Objective ▸
Exactly as given, write out the lines from the one containing "the red shirt" through the end of the listing, with both ends included and nothing else.

Records from a data source
----

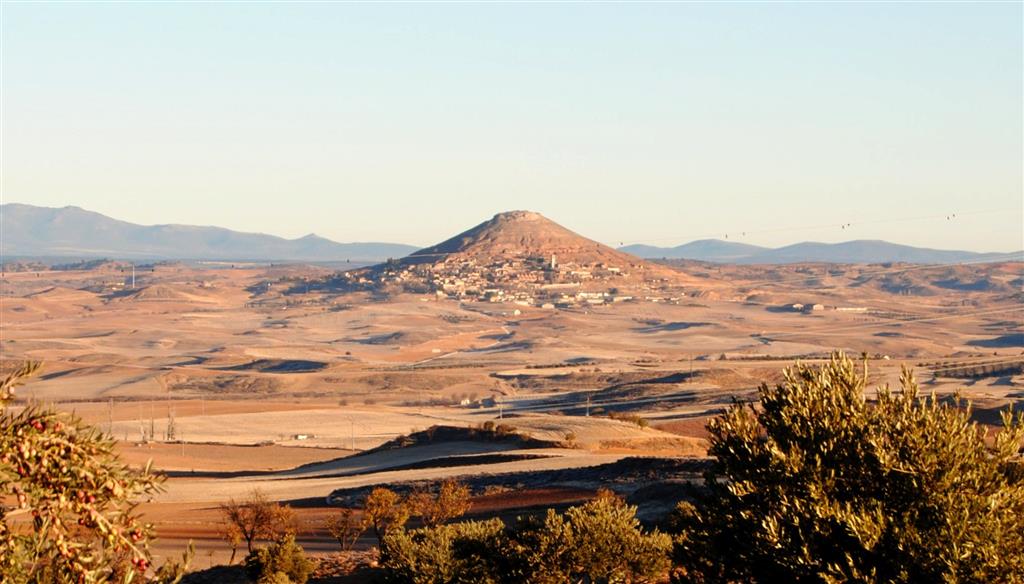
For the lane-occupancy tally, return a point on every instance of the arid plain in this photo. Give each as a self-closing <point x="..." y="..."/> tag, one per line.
<point x="235" y="377"/>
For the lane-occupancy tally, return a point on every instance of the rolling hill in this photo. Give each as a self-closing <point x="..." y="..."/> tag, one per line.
<point x="860" y="251"/>
<point x="72" y="232"/>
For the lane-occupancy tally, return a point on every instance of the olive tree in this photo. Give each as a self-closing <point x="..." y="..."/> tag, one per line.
<point x="820" y="484"/>
<point x="68" y="511"/>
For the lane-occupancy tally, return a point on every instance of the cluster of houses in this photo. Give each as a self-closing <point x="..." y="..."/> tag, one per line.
<point x="525" y="281"/>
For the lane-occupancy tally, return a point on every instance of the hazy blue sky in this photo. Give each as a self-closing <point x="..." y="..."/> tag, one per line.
<point x="654" y="123"/>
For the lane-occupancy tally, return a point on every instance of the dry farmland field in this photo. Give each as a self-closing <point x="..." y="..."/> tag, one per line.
<point x="235" y="378"/>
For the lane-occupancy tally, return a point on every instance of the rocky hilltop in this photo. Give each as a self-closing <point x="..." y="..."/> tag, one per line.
<point x="524" y="257"/>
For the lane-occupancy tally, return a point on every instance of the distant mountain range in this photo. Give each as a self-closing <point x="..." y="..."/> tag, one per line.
<point x="72" y="232"/>
<point x="28" y="231"/>
<point x="860" y="251"/>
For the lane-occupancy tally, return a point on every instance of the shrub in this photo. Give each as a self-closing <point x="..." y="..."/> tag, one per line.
<point x="822" y="486"/>
<point x="255" y="518"/>
<point x="609" y="546"/>
<point x="385" y="510"/>
<point x="459" y="552"/>
<point x="598" y="542"/>
<point x="281" y="562"/>
<point x="67" y="476"/>
<point x="345" y="529"/>
<point x="451" y="501"/>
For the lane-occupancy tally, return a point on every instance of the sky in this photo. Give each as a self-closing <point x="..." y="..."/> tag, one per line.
<point x="655" y="123"/>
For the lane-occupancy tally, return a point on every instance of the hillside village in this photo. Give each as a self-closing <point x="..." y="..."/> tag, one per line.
<point x="523" y="258"/>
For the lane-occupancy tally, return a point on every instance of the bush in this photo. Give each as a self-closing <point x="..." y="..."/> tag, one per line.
<point x="385" y="510"/>
<point x="281" y="562"/>
<point x="598" y="542"/>
<point x="68" y="477"/>
<point x="451" y="501"/>
<point x="822" y="486"/>
<point x="255" y="518"/>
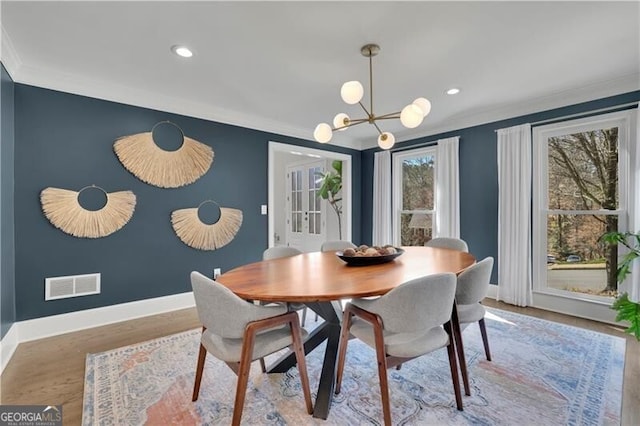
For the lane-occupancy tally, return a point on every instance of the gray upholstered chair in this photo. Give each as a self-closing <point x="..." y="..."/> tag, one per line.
<point x="471" y="288"/>
<point x="411" y="320"/>
<point x="285" y="251"/>
<point x="446" y="242"/>
<point x="473" y="285"/>
<point x="238" y="332"/>
<point x="336" y="245"/>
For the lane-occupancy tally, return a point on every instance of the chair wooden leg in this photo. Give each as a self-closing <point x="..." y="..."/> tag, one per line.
<point x="342" y="349"/>
<point x="485" y="340"/>
<point x="302" y="364"/>
<point x="454" y="368"/>
<point x="459" y="347"/>
<point x="382" y="373"/>
<point x="199" y="368"/>
<point x="243" y="376"/>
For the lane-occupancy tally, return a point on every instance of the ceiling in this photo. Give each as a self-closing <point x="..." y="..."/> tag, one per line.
<point x="279" y="66"/>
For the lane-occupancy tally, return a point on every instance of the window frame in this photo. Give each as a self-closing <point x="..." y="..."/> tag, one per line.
<point x="540" y="192"/>
<point x="397" y="190"/>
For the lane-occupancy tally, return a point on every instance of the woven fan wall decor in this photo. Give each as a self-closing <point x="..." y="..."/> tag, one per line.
<point x="62" y="208"/>
<point x="166" y="169"/>
<point x="196" y="234"/>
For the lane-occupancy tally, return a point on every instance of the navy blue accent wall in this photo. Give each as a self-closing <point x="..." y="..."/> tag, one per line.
<point x="479" y="175"/>
<point x="66" y="141"/>
<point x="7" y="251"/>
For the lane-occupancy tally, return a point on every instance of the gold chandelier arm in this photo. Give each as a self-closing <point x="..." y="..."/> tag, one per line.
<point x="376" y="126"/>
<point x="369" y="114"/>
<point x="371" y="83"/>
<point x="353" y="122"/>
<point x="388" y="116"/>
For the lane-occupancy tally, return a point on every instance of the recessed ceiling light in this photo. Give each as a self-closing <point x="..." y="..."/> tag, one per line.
<point x="182" y="51"/>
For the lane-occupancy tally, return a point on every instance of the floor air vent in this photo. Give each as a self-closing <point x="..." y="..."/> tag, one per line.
<point x="71" y="286"/>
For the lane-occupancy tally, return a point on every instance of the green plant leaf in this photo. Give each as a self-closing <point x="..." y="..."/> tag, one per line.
<point x="628" y="311"/>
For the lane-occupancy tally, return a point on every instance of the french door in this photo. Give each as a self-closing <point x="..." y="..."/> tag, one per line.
<point x="306" y="227"/>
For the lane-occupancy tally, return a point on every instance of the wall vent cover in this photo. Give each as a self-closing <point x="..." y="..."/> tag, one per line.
<point x="71" y="286"/>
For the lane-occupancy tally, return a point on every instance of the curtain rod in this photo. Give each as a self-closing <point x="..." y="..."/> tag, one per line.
<point x="418" y="145"/>
<point x="581" y="114"/>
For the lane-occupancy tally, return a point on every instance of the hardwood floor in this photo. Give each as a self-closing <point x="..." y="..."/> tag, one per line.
<point x="51" y="371"/>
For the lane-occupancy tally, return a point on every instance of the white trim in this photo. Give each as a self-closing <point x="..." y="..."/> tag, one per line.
<point x="38" y="328"/>
<point x="8" y="346"/>
<point x="575" y="308"/>
<point x="8" y="54"/>
<point x="347" y="185"/>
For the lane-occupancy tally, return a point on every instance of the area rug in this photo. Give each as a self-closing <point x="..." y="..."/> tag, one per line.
<point x="542" y="373"/>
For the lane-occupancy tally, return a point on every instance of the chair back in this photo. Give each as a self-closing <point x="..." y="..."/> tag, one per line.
<point x="279" y="251"/>
<point x="336" y="245"/>
<point x="417" y="305"/>
<point x="446" y="242"/>
<point x="221" y="311"/>
<point x="473" y="282"/>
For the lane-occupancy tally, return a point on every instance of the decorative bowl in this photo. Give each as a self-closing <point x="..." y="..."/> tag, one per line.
<point x="368" y="260"/>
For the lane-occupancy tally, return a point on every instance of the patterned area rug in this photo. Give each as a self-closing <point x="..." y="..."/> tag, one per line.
<point x="542" y="373"/>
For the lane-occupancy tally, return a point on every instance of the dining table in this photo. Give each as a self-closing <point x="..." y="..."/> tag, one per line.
<point x="320" y="280"/>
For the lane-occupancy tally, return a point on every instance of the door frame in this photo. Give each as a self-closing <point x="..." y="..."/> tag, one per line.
<point x="347" y="187"/>
<point x="308" y="238"/>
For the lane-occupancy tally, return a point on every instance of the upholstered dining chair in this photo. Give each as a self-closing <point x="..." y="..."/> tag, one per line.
<point x="238" y="332"/>
<point x="286" y="251"/>
<point x="471" y="288"/>
<point x="411" y="320"/>
<point x="336" y="245"/>
<point x="446" y="242"/>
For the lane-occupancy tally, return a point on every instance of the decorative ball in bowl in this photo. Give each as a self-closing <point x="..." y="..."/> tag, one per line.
<point x="365" y="255"/>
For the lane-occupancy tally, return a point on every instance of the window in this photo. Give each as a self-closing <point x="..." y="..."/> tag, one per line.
<point x="580" y="193"/>
<point x="414" y="184"/>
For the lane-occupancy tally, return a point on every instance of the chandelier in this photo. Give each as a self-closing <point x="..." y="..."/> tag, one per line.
<point x="352" y="91"/>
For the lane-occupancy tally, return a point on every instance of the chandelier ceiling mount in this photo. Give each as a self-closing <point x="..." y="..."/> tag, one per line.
<point x="352" y="92"/>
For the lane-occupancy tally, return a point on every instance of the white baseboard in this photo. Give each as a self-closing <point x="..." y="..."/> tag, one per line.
<point x="578" y="308"/>
<point x="38" y="328"/>
<point x="8" y="346"/>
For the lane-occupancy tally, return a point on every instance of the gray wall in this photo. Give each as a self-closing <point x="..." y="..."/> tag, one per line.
<point x="7" y="251"/>
<point x="479" y="175"/>
<point x="66" y="141"/>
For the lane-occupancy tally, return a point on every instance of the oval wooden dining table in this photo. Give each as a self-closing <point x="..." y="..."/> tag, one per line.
<point x="320" y="280"/>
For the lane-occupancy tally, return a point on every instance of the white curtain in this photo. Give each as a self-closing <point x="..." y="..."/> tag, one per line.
<point x="632" y="283"/>
<point x="514" y="215"/>
<point x="382" y="198"/>
<point x="447" y="220"/>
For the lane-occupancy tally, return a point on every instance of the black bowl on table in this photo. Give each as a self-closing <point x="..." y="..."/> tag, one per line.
<point x="369" y="260"/>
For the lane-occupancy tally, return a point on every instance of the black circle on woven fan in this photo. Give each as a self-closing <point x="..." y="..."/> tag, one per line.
<point x="209" y="212"/>
<point x="92" y="198"/>
<point x="167" y="136"/>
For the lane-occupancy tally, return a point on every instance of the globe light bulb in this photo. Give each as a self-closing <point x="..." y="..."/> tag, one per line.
<point x="351" y="92"/>
<point x="411" y="116"/>
<point x="424" y="105"/>
<point x="386" y="140"/>
<point x="323" y="133"/>
<point x="340" y="121"/>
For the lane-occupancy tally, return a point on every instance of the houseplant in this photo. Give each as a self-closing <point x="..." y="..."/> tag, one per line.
<point x="628" y="310"/>
<point x="331" y="185"/>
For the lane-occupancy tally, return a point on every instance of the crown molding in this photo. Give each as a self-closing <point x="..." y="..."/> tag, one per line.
<point x="69" y="83"/>
<point x="624" y="84"/>
<point x="8" y="54"/>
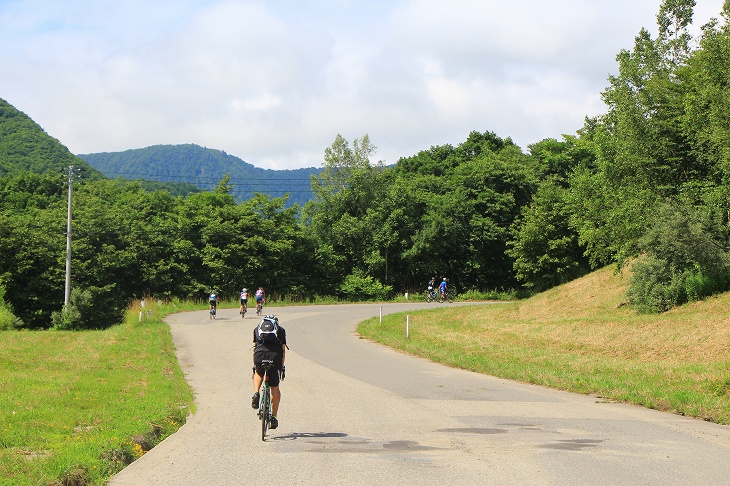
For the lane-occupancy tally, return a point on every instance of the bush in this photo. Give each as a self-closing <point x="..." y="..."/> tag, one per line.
<point x="682" y="262"/>
<point x="8" y="320"/>
<point x="91" y="308"/>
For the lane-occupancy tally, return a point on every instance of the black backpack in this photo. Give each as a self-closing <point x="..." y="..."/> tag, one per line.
<point x="268" y="329"/>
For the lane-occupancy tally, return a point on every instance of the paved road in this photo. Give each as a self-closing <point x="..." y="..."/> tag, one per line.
<point x="354" y="413"/>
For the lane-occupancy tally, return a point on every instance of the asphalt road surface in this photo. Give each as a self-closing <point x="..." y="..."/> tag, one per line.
<point x="354" y="412"/>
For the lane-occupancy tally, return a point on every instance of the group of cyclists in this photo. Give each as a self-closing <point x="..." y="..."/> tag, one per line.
<point x="260" y="296"/>
<point x="275" y="349"/>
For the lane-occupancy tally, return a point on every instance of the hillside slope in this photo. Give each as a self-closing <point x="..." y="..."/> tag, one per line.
<point x="26" y="147"/>
<point x="204" y="168"/>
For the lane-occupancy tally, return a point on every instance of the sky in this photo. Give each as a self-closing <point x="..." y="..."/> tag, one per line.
<point x="274" y="82"/>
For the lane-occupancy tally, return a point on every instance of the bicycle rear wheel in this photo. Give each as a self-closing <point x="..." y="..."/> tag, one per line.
<point x="266" y="412"/>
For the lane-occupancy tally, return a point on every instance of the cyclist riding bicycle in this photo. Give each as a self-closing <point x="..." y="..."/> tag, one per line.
<point x="244" y="300"/>
<point x="260" y="297"/>
<point x="270" y="339"/>
<point x="443" y="288"/>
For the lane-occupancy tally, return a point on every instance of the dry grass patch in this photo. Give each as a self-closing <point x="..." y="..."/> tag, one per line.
<point x="583" y="338"/>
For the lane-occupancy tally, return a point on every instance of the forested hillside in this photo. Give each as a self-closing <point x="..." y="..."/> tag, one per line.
<point x="25" y="146"/>
<point x="646" y="184"/>
<point x="204" y="168"/>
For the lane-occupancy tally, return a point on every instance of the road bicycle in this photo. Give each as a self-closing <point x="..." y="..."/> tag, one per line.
<point x="430" y="295"/>
<point x="265" y="398"/>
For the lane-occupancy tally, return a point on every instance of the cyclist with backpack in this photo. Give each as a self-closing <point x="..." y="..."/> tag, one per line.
<point x="213" y="301"/>
<point x="244" y="301"/>
<point x="443" y="290"/>
<point x="270" y="344"/>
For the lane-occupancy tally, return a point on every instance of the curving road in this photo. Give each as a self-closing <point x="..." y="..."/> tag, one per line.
<point x="354" y="413"/>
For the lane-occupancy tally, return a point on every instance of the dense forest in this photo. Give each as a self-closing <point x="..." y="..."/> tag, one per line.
<point x="646" y="184"/>
<point x="202" y="168"/>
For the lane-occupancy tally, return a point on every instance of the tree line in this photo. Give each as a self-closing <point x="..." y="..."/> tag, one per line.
<point x="645" y="184"/>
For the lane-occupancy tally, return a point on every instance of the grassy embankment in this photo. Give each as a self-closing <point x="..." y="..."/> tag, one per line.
<point x="582" y="337"/>
<point x="76" y="407"/>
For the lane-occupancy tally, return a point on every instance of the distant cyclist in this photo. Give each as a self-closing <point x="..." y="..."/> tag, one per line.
<point x="244" y="300"/>
<point x="443" y="289"/>
<point x="270" y="339"/>
<point x="260" y="299"/>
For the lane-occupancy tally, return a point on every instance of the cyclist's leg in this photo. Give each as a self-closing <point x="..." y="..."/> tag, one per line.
<point x="275" y="400"/>
<point x="257" y="381"/>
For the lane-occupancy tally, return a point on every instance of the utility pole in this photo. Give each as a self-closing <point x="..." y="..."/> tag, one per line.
<point x="67" y="298"/>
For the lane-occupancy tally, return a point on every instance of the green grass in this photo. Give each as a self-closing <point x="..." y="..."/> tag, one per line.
<point x="76" y="407"/>
<point x="582" y="337"/>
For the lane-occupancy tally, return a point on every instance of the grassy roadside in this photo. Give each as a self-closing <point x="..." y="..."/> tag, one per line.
<point x="582" y="338"/>
<point x="76" y="407"/>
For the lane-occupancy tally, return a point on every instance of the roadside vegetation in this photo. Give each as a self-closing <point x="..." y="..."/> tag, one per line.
<point x="581" y="337"/>
<point x="77" y="407"/>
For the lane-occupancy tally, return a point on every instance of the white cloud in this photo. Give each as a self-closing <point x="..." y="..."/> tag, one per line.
<point x="275" y="82"/>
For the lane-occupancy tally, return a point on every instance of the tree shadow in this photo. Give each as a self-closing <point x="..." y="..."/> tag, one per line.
<point x="309" y="435"/>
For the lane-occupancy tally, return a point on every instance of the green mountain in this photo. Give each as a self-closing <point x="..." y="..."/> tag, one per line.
<point x="203" y="168"/>
<point x="26" y="147"/>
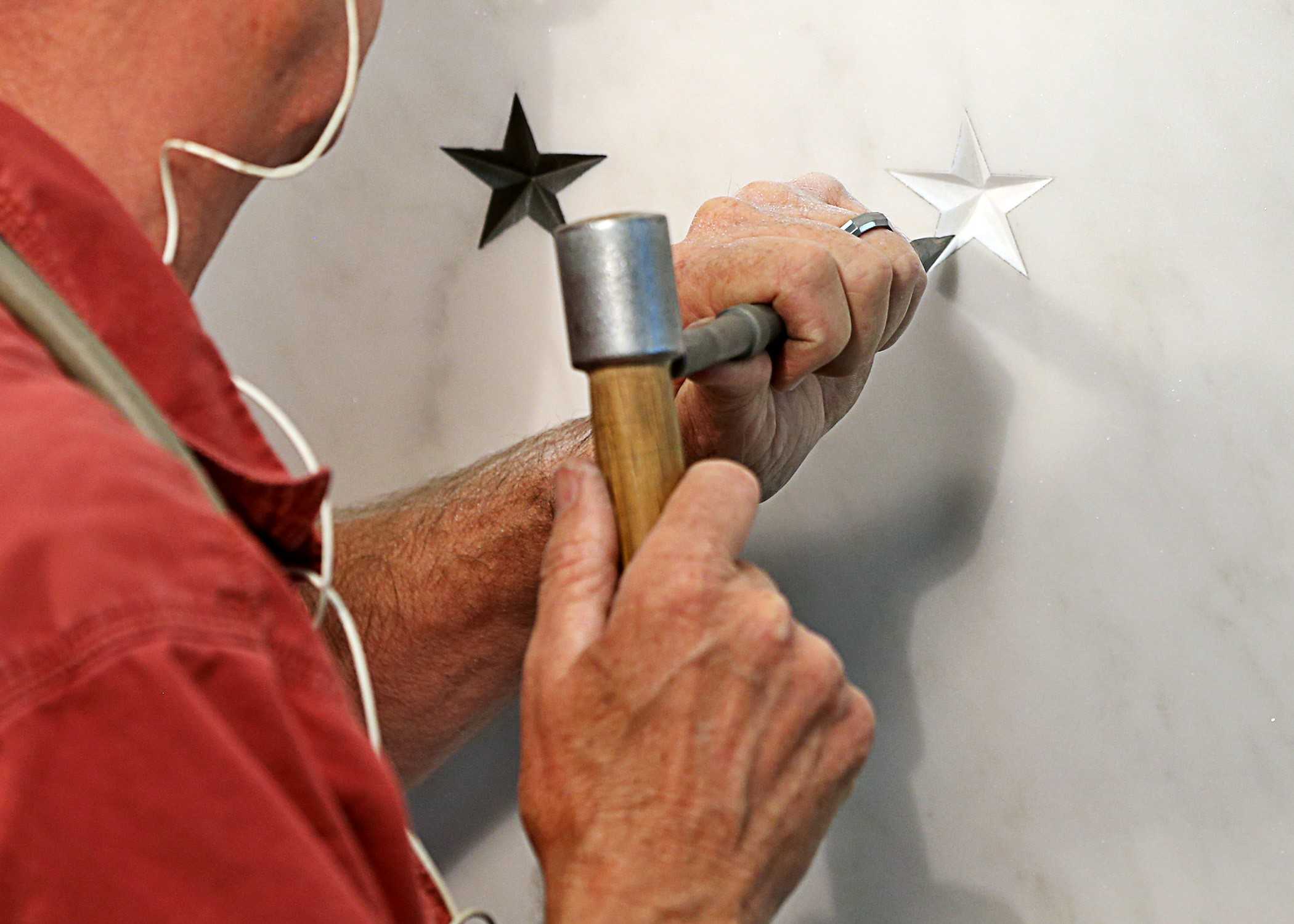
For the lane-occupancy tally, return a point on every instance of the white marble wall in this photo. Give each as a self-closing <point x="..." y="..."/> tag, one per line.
<point x="1055" y="540"/>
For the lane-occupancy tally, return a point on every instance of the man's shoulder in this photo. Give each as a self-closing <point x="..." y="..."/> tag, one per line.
<point x="104" y="535"/>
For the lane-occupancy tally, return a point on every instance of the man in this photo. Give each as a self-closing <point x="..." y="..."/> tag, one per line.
<point x="175" y="743"/>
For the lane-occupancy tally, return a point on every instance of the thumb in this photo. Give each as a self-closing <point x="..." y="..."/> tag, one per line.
<point x="579" y="573"/>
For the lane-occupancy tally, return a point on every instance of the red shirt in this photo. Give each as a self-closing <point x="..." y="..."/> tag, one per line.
<point x="175" y="740"/>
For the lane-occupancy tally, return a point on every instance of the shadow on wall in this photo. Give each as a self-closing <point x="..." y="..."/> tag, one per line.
<point x="861" y="591"/>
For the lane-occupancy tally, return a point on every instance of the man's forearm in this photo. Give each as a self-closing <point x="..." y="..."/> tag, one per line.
<point x="443" y="582"/>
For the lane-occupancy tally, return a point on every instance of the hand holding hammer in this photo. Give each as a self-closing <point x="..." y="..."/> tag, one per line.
<point x="624" y="326"/>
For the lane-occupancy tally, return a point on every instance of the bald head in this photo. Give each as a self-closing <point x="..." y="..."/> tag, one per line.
<point x="113" y="79"/>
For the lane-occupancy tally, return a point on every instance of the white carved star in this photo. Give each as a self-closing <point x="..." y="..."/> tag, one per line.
<point x="972" y="202"/>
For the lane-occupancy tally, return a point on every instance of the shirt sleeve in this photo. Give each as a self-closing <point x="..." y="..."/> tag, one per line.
<point x="170" y="782"/>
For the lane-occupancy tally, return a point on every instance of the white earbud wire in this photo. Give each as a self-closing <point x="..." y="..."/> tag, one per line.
<point x="322" y="583"/>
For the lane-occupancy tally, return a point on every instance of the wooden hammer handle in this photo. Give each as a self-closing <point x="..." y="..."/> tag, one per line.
<point x="638" y="443"/>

----

Reply to the task ▸
For the lane-occupancy tally, return a point on every instance of the red shirt in this photo. Give each as a self-closing <point x="..." y="..."/> tag, one per line.
<point x="175" y="740"/>
For the lane-occupancy tally, return a point on every instance of the shadow on wall in this photo. Give each as a self-closing <point x="..." y="..."/> tag, one per line.
<point x="861" y="591"/>
For the lane-occupancy tally, return a point on every instance of the man's forearm in this photo. Give each as a self-closing <point x="..." y="..."/> tag, one per line.
<point x="443" y="582"/>
For the lane-occupancy tally, return a point on every instance of the hand holding hammer in this photo. Give each as a self-closing <point x="..." y="..."/> tag, one per line.
<point x="624" y="326"/>
For the lane-occupancy tally, return a point on every instance of the bald head in this photo. Give each as a self-closing <point x="..." y="..."/> tag, one per line.
<point x="113" y="79"/>
For the lane-occupancy tally, return a point on every instance of the white carved star in this photo. Give each as a self-closing <point x="..." y="..."/> tag, one per line.
<point x="972" y="202"/>
For the lane-occupancy tally, return a point on every instance of the shirt sleeve in this photo. Give each as a self-closing <point x="..." y="..."/> tag, one per line.
<point x="170" y="782"/>
For the lane-occupancy tally, return a point on every instance of the white earbud wire in this photo. Give each as a self-closing <point x="..." y="..."/> tag, one per line.
<point x="322" y="583"/>
For the lane-occupancy tally, return a point on every instance of the wooden hammer handle in this photo. Give each as a self-closing <point x="..." y="..."/> tag, one per line.
<point x="638" y="443"/>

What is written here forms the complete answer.